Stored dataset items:
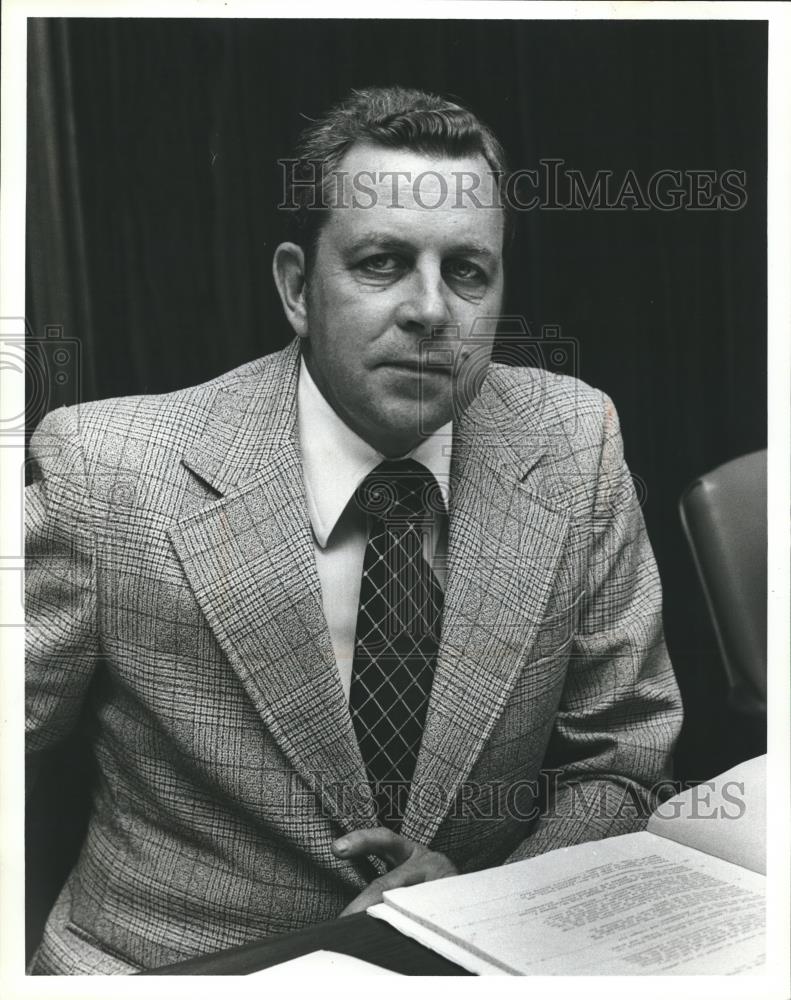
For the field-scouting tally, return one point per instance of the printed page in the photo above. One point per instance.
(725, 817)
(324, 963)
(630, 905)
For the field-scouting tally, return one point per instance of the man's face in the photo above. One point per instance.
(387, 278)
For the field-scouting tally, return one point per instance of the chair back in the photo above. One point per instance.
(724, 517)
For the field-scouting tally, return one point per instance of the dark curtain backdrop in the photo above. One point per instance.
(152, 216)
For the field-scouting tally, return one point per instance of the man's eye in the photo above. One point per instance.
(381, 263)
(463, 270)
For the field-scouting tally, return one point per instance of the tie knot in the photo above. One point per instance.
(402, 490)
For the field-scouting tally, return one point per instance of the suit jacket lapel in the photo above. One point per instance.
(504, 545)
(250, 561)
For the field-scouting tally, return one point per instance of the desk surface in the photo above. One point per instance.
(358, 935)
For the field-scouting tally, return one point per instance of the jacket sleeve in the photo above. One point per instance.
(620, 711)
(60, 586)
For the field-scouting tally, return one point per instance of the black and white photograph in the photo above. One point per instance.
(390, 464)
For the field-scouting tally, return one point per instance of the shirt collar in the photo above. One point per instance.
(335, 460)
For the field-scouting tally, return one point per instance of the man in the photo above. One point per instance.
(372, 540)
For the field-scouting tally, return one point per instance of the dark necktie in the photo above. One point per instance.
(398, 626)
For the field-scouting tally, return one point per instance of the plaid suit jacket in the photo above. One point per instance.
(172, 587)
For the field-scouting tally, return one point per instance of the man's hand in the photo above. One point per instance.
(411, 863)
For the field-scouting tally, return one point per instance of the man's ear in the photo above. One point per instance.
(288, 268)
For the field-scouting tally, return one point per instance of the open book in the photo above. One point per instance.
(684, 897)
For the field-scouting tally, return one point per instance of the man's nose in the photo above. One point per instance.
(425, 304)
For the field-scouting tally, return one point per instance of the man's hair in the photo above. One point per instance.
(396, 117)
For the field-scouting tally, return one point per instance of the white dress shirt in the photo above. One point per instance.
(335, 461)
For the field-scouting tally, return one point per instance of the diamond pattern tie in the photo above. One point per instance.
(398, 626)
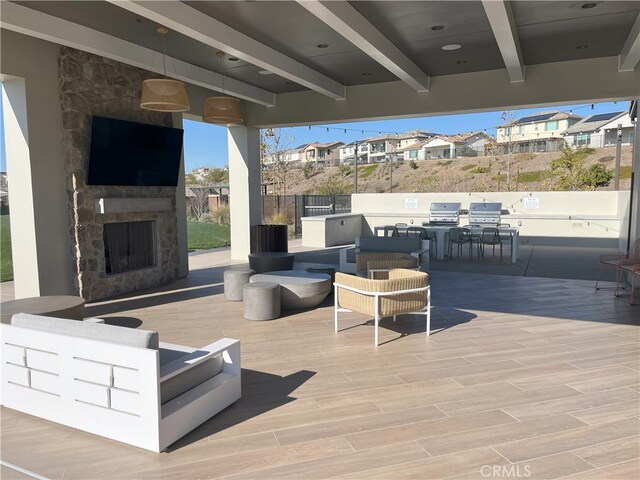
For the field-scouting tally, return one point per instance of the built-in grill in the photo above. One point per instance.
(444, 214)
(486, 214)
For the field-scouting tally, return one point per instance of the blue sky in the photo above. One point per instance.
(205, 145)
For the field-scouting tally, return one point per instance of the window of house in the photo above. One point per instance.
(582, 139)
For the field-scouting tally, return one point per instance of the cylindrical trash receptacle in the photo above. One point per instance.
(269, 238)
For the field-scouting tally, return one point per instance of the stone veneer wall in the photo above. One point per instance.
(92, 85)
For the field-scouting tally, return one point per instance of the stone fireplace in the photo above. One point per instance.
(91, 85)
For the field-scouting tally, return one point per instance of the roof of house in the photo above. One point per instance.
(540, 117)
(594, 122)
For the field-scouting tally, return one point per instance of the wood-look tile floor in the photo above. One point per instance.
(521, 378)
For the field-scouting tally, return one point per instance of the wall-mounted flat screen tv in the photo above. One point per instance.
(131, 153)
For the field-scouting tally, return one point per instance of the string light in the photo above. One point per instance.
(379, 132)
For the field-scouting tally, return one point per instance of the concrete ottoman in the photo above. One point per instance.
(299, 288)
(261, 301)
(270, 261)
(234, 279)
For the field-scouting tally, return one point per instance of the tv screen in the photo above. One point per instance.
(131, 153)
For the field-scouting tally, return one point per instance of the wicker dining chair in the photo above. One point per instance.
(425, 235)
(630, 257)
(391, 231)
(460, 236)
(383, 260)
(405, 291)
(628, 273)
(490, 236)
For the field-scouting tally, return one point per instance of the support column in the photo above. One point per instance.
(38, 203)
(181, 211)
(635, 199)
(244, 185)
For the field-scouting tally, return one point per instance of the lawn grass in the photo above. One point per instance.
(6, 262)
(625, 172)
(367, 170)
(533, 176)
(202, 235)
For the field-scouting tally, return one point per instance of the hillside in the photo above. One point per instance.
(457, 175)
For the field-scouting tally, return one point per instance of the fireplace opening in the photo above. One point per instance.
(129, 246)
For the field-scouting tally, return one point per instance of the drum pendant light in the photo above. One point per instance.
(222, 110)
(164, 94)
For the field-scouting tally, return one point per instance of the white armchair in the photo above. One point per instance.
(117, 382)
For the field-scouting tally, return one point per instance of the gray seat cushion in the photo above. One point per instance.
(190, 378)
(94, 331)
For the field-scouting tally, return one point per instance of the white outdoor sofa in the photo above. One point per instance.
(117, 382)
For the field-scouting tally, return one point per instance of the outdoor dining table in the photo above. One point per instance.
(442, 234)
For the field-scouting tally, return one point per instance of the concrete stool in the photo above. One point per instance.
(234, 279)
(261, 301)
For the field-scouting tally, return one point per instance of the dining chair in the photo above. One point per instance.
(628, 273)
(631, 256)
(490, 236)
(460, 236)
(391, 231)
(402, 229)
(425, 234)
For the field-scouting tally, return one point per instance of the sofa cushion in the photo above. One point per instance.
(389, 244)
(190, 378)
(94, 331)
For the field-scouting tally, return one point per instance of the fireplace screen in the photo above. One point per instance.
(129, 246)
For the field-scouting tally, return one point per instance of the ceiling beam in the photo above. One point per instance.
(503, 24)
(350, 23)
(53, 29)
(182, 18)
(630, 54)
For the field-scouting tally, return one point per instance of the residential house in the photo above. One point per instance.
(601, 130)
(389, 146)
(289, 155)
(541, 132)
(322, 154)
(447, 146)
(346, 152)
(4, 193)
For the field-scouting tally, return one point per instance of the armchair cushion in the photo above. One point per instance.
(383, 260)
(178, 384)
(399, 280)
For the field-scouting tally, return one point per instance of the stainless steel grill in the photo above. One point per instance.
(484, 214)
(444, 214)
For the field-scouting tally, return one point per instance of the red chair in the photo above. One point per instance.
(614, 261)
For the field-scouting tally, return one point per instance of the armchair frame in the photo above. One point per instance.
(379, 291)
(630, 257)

▶ _Instructions to follow_
The records above are to be reproduced exactly; the pictures are to be left out.

▶ _Answer to the exercise_
For the field-scouting tally, return one point per instance of the printed page in the photo above. One point per instance.
(725, 817)
(324, 963)
(630, 905)
For the field-scouting tally, return one point per instance of the man's face in the photo above. One point per instance.
(387, 278)
For the field-scouting tally, return one point per instance of the chair back in the photo above. One point per instance.
(724, 517)
For the field-scouting tally, return one point per instance of the dark curtain backdrop in the photo above. One point per instance.
(152, 216)
For the field-scouting tally, return one point per instance of the man's eye in the photo above. One point per instance.
(381, 263)
(463, 270)
For the field-scouting tally, return one point per instance of the tie knot in the photo above. One point per instance.
(402, 490)
For the field-scouting tally, return one point per instance of the suit jacket lapel in the photo above. One point per instance.
(504, 545)
(250, 561)
For the field-scouting tally, return one point per instance of the desk surface in the photo above. One point per instance.
(358, 935)
For the field-scouting tally, return one point per instance of the jacket sleeve in the photo above. One point per instance.
(620, 711)
(60, 586)
For the field-scouting tally, return one point per instance of the black and white photograph in the photo above. One point per instance.
(390, 464)
For the field-scouting tally, return one point per instance of the shirt collar in the photo above. One point per instance.
(335, 460)
For the field-scouting tally, return one point per instance of the man in the photo above. One point per instance.
(372, 540)
For the field-scouting tally, return one point per instance of the dark necktie in the photo above. One point per instance.
(398, 626)
For the field-scouting tally, return one point per instance of the plaid suit jacket in the photo above. One point per instance.
(172, 587)
For the field-scouting tally, return one point per instance of the man's hand in the photo above. One point per instance.
(411, 863)
For the field-scouting tally, return one point per instance of the man's ear in the photo above. One point per instance.
(288, 268)
For the field-scouting tally, return one point per instance of the open book in the photo above. One point per instance.
(684, 897)
For the field-scouting tally, return one point per instance of the man's nose in the photo above. One point per instance.
(425, 304)
For the field-scouting tally, return one point per instance of the man's hair in the photo above. One point per instance.
(396, 117)
For the field-scouting tally, return one point per instance of the white dress shirt in the photo above. One point per instance.
(335, 461)
For the field-scouting tally, return one point per instance of the diamond pattern tie in the photo above. One point per instance.
(398, 626)
For the field-scouting tally, return one point per instance of the built-in grill in the photo above. One point per instance.
(444, 214)
(486, 214)
For the field-scouting tally, return one point per instance of the blue sky in the photo above. One point per instance.
(205, 145)
For the field-scouting tally, return one point per instance of the window of house in the photo above. One point per instance.
(582, 139)
For the field-scouting tally, return one point per instance of the cylindrical trash receptacle in the photo above. One point per instance.
(269, 238)
For the field-scouting tally, return one point per instance of the stone veneer wall in the photo above. One point per instance.
(92, 85)
For the field-scouting tally, return one point per instance of the stone fireplace in the photo above. One point per instance.
(91, 85)
For the field-scouting tally, return one point per instance of the roof of house in the photo above. One point per instance.
(540, 117)
(594, 122)
For the field-scouting tally, return one point per instance of the wood-look tile floor in the photo above. One point per instance.
(521, 378)
For the field-scouting tally, return one point per instance of the wall-mounted flat screen tv in the photo above. One point per instance.
(131, 153)
For the field-scouting tally, return one point per instance of the string light in the photo above. One point per instance.
(379, 132)
For the field-scouting tally, return one point per instance of the concrete ottoman in the photo above. One point per instance.
(299, 288)
(261, 301)
(270, 261)
(234, 279)
For the field-scouting tally, return one point per instance of the tv screen in the photo above. One point per instance.
(131, 153)
For the field-scouting tally, return one point per instance of the wicker dining chair in the photo above. One point per instance.
(425, 235)
(630, 257)
(391, 231)
(460, 236)
(383, 260)
(405, 291)
(628, 273)
(490, 236)
For the field-scouting tally, return one point per instance of the support column in the photo above. One point per instance.
(38, 203)
(181, 211)
(635, 199)
(244, 185)
For the field-scouting tally, return one point per instance of the lawn grass in the photo above. One point per instance.
(6, 262)
(625, 172)
(367, 170)
(533, 176)
(202, 235)
For the field-scouting tally, return one point per instance of the hillside in the photo above. One point per instance.
(457, 175)
For the field-scouting tally, return one point per instance of the fireplace opening in the photo above. One point per instance.
(129, 246)
For the field-scouting tally, return one point per instance of the drum pendant light in the photo above. One point per instance.
(222, 110)
(164, 94)
For the field-scouting tally, return one point per instance of the white armchair in the photo above. One point per instance.
(117, 382)
For the field-scouting tally, return one point per instance of the gray seat cushion in the photo above. One point per instance.
(190, 378)
(94, 331)
For the field-scouting tally, return one point per instance of the white outdoor sofa in the photo above. One point per instance.
(117, 382)
For the field-scouting tally, return one point per instance of the outdoor dining table in the photo above. One point per instance.
(442, 234)
For the field-scouting tally, return one point per instance of the concrete stool in the photo above. One point per instance.
(234, 279)
(261, 301)
For the field-scouting tally, return one point per instance of the dining chair in the photo above. One point per instance.
(628, 273)
(631, 256)
(490, 236)
(460, 236)
(391, 231)
(402, 229)
(425, 234)
For the field-scouting tally, return one point per instance of the sofa cushion in the photo above. One point per instance.
(389, 244)
(190, 378)
(94, 331)
For the field-scouting tally, return one point per instance of the fireplace screen in the photo above. One point per instance.
(129, 246)
For the field-scouting tally, return one point per instance of the ceiling beam in the photo above. One point per instance.
(503, 24)
(350, 23)
(53, 29)
(182, 18)
(630, 54)
For the field-scouting tally, return one point per instance of the residential house in the photo above. One point per instance.
(601, 130)
(389, 146)
(289, 155)
(541, 132)
(322, 154)
(447, 146)
(346, 152)
(4, 193)
For the field-scouting tally, return one point per instance of the armchair cushion in the photo above. One point per instance.
(383, 260)
(178, 384)
(399, 280)
For the field-scouting tally, return one point per instance of the stainless steel grill in the photo above. One point per instance.
(484, 214)
(444, 214)
For the field-scouting tally, return one point per instance of the red chair in the photo above. One point per instance.
(614, 261)
For the field-scouting tally, return one point per instance of the armchair frame in the photo above. One point per instance.
(379, 291)
(630, 257)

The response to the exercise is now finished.